*** Opening of GIVEN ENTRIES ***

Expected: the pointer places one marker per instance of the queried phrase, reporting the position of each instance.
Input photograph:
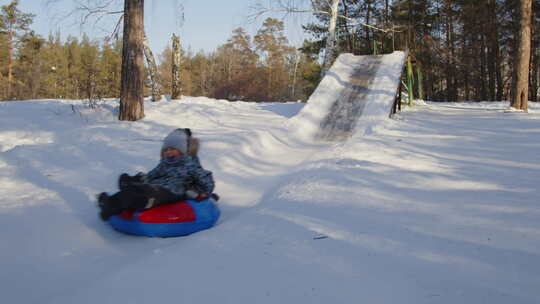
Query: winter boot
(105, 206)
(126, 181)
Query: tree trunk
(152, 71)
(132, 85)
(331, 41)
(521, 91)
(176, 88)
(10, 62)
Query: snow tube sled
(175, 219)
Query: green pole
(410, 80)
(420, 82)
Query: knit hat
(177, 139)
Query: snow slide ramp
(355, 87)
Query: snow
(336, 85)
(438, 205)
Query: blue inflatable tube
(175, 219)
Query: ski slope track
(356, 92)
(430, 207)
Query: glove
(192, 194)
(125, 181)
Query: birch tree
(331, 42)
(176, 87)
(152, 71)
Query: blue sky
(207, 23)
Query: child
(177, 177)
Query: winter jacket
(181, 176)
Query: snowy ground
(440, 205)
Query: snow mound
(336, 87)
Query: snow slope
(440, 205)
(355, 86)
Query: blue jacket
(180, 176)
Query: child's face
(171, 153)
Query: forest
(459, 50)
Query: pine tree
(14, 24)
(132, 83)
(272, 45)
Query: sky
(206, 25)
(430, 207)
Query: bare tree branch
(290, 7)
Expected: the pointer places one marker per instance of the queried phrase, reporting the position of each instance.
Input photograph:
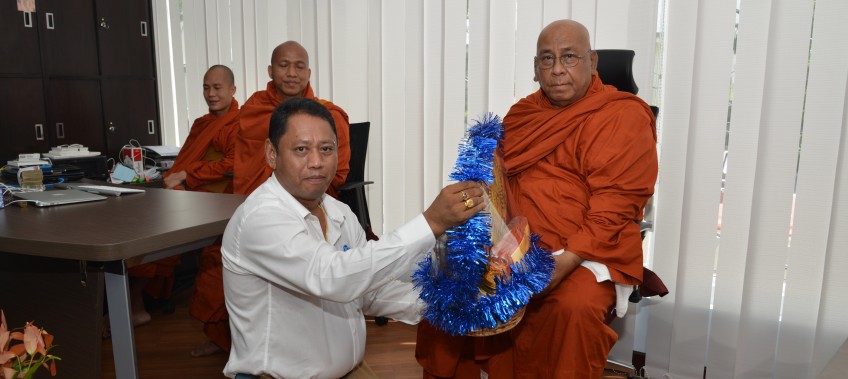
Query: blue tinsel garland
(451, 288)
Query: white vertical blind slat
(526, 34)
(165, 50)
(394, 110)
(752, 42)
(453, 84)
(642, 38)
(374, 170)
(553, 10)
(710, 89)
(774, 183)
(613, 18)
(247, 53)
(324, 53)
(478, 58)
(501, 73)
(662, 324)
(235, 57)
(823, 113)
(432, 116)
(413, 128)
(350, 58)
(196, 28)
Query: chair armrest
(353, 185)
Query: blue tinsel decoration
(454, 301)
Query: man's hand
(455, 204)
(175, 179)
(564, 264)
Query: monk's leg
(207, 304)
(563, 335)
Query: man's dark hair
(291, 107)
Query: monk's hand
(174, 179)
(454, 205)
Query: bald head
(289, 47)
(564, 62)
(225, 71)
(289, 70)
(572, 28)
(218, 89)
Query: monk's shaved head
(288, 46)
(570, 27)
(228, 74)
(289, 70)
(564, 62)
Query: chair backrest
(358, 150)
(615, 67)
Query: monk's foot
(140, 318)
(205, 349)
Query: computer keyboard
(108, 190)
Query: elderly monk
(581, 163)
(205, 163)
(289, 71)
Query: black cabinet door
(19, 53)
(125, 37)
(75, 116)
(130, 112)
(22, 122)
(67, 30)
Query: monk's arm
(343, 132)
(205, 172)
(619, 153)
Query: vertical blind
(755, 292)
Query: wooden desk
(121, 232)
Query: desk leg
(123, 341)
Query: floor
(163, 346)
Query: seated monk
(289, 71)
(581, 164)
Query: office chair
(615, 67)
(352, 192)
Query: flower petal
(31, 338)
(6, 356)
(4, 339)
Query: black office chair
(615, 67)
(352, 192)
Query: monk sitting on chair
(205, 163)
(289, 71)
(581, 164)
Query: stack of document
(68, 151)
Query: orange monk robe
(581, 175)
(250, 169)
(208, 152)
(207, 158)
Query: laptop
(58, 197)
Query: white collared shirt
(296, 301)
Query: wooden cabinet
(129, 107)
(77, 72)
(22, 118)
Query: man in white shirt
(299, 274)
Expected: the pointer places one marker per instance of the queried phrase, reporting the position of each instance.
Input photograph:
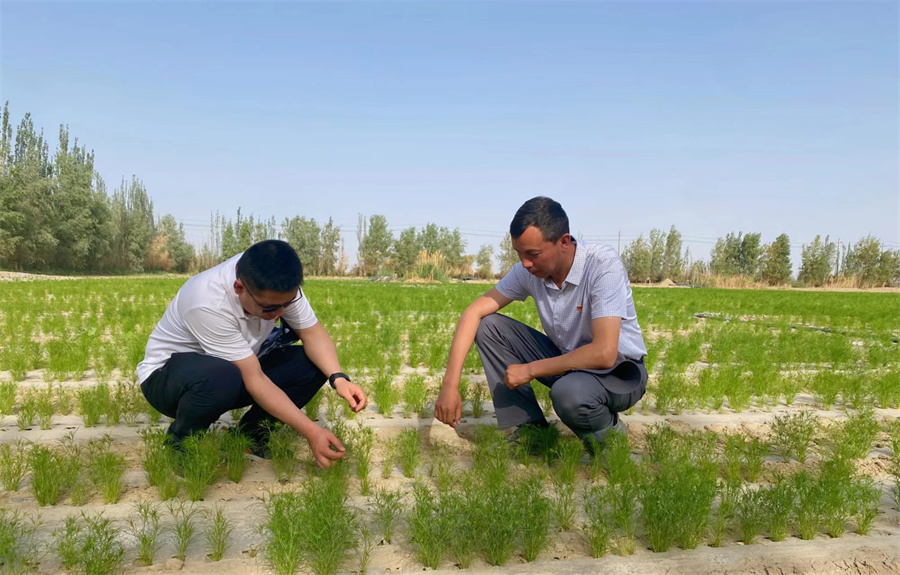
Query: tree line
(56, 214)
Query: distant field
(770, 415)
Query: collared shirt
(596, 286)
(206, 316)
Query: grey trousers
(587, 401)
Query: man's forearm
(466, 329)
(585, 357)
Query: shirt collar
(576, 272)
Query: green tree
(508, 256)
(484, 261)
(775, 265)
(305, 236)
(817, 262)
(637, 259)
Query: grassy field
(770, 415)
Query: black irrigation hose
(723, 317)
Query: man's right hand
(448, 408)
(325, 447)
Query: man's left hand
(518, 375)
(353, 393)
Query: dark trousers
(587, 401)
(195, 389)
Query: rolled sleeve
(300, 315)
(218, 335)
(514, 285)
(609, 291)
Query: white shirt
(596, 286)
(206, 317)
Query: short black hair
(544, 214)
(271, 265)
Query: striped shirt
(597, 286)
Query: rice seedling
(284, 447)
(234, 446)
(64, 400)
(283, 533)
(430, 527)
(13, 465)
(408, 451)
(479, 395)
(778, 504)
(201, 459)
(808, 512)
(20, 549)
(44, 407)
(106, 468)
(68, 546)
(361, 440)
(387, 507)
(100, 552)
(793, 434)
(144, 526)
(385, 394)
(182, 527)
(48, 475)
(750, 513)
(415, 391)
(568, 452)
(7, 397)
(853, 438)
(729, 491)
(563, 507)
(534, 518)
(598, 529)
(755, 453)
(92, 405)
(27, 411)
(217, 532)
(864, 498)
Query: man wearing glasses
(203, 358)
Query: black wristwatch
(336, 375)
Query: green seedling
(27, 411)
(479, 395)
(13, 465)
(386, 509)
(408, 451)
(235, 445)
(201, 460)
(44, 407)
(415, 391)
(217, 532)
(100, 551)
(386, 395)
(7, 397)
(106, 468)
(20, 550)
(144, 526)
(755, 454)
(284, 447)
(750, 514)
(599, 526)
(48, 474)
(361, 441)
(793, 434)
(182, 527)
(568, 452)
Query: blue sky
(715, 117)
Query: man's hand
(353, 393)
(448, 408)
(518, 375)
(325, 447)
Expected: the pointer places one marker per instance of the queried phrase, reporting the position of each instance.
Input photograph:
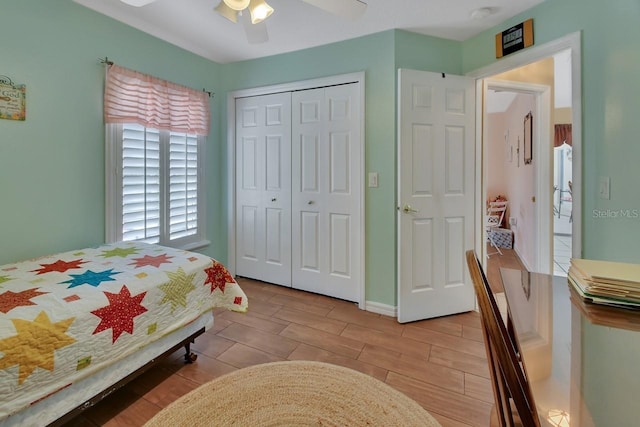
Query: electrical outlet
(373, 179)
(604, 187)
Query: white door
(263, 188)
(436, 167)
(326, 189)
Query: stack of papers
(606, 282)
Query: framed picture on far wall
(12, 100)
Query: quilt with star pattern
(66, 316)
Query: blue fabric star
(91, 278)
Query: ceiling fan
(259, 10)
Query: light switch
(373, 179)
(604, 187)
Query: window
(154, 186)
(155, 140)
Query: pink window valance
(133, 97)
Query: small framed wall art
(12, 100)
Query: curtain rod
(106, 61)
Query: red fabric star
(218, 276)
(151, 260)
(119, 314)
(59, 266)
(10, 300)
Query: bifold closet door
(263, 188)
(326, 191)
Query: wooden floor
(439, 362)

*** Close of GIVEN ENTRIES ***

**PROBLEM REQUIREMENTS:** Verbatim reproduction of every entry is needed, with the images left out.

**ANSWER SPACE:**
Expected: the pointer places one marker per instance of the queried phrase, reporting the position of each instance.
Input photograph:
Query: winter boot
(105, 206)
(126, 181)
Query: tree trunk
(152, 71)
(132, 85)
(331, 41)
(521, 91)
(176, 88)
(10, 62)
Query: snow tube sled
(175, 219)
Query: green pole
(410, 80)
(420, 82)
Query: knit hat
(177, 139)
Query: snow slide ramp
(355, 87)
Query: snow
(336, 85)
(438, 205)
Query: blue inflatable tube
(175, 219)
Query: ski slope track
(356, 92)
(430, 207)
Query: glove
(192, 194)
(125, 181)
Query: birch tree
(331, 42)
(176, 87)
(152, 71)
Query: blue sky
(207, 23)
Query: child
(177, 177)
Query: winter jacket
(181, 176)
Query: snowy ground
(440, 205)
Query: snow mound
(336, 87)
Query: snow slope
(440, 205)
(355, 86)
Query: blue jacket
(180, 176)
Query: child's face
(171, 153)
Query: forest
(459, 50)
Query: pine tree
(14, 24)
(132, 83)
(272, 45)
Query: sky
(206, 25)
(430, 207)
Query: bare tree branch
(290, 7)
Expected: the pointer places one marker per instance of the queried phrase, reporting the position of each instance.
Input photograph:
Query: blue tinsel garland
(451, 288)
Query: white vertical blind slat
(526, 34)
(165, 50)
(394, 110)
(752, 42)
(453, 84)
(642, 38)
(374, 170)
(553, 10)
(710, 89)
(774, 183)
(613, 18)
(247, 53)
(324, 53)
(478, 58)
(501, 73)
(662, 324)
(235, 57)
(823, 113)
(432, 116)
(413, 128)
(350, 58)
(196, 28)
Query: chair armrest
(353, 185)
Query: blue tinsel decoration
(454, 301)
Query: man's hand
(455, 204)
(175, 179)
(564, 264)
Query: monk's leg
(207, 304)
(563, 335)
Query: man's dark hair
(291, 107)
Query: monk's hand
(174, 179)
(454, 205)
Query: bald head
(289, 47)
(564, 62)
(225, 71)
(289, 70)
(572, 28)
(218, 89)
Query: monk's shaved head
(288, 46)
(570, 27)
(228, 74)
(289, 70)
(564, 62)
Query: chair backrest
(358, 150)
(615, 67)
Query: monk's foot
(140, 318)
(205, 349)
Query: computer keyboard
(108, 190)
Query: elderly monk
(581, 163)
(205, 163)
(289, 71)
Query: black cabinet door
(19, 53)
(125, 37)
(75, 116)
(130, 112)
(22, 122)
(67, 30)
Query: monk's arm
(343, 132)
(205, 172)
(619, 153)
Query: vertical blind
(755, 292)
Query: wooden desk
(121, 232)
Query: desk leg
(123, 341)
Query: floor
(163, 346)
Query: seated monk
(289, 71)
(581, 164)
Query: office chair
(615, 67)
(352, 192)
Query: flower petal
(31, 338)
(6, 356)
(4, 339)
Query: black office chair
(615, 67)
(352, 192)
Query: monk sitting on chair
(205, 163)
(289, 71)
(581, 164)
Query: stack of document
(68, 151)
Query: orange monk robe
(581, 175)
(250, 169)
(208, 152)
(207, 158)
Query: laptop
(58, 197)
Query: white collared shirt
(296, 301)
Query: wooden cabinet
(129, 107)
(77, 72)
(22, 118)
Query: man in white shirt
(299, 274)
Expected: the pointer places one marker per instance of the queried phrase, reporting the position of each instance.
Input photograph:
Query: tree line
(56, 214)
Query: distant field
(770, 415)
Query: collared shirt
(596, 286)
(206, 316)
Query: grey trousers
(587, 401)
Query: man's forearm
(466, 329)
(585, 357)
Query: shirt collar
(576, 272)
Query: green tree
(508, 256)
(484, 261)
(775, 265)
(305, 236)
(817, 262)
(637, 259)
Query: grassy field
(770, 415)
Query: black irrigation hose
(723, 317)
Query: man's right hand
(448, 408)
(325, 447)
Query: man's left hand
(518, 375)
(353, 393)
Query: dark trousers
(587, 401)
(195, 389)
Query: rolled sleeve
(300, 315)
(218, 335)
(514, 285)
(609, 291)
Query: white shirt
(596, 286)
(206, 317)
Query: short black hair
(544, 214)
(271, 265)
Query: striped shirt
(597, 286)
Query: rice seedling
(284, 447)
(234, 446)
(64, 400)
(283, 533)
(430, 527)
(13, 465)
(408, 451)
(479, 395)
(778, 504)
(201, 459)
(808, 512)
(20, 549)
(44, 407)
(106, 468)
(68, 546)
(361, 440)
(387, 507)
(100, 552)
(793, 434)
(144, 526)
(385, 394)
(182, 527)
(48, 475)
(750, 513)
(415, 391)
(568, 452)
(7, 397)
(853, 438)
(729, 491)
(563, 507)
(534, 518)
(598, 529)
(755, 453)
(92, 405)
(27, 411)
(217, 532)
(864, 498)
Query: man wearing glasses
(203, 358)
Query: black wristwatch
(336, 375)
Query: green seedling
(27, 411)
(479, 395)
(13, 465)
(386, 509)
(408, 451)
(235, 445)
(201, 460)
(44, 407)
(415, 391)
(217, 532)
(100, 551)
(386, 395)
(7, 397)
(106, 468)
(20, 550)
(144, 526)
(755, 454)
(284, 447)
(750, 514)
(599, 526)
(48, 474)
(361, 441)
(793, 434)
(182, 527)
(568, 452)
Query: blue sky
(715, 117)
Query: man's hand
(353, 393)
(448, 408)
(518, 375)
(325, 447)
Expected: the pointer places one marker per instance of the queried phrase, reporting the position of each instance.
Input photograph:
Query: electrical outlet
(373, 179)
(604, 187)
Query: white door
(263, 188)
(436, 167)
(326, 189)
Query: stack of papers
(606, 282)
Query: framed picture on far wall
(12, 100)
Query: quilt with star pattern
(66, 316)
Query: blue fabric star
(91, 278)
Query: ceiling fan
(259, 10)
Query: light switch
(373, 179)
(604, 187)
Query: window
(154, 186)
(155, 140)
Query: pink window valance
(133, 97)
Query: small framed wall art
(12, 100)
Query: curtain rod
(106, 61)
Query: red fabric star
(218, 276)
(151, 260)
(119, 314)
(59, 266)
(10, 300)
Query: bifold closet door
(263, 188)
(326, 191)
Query: wooden floor
(439, 362)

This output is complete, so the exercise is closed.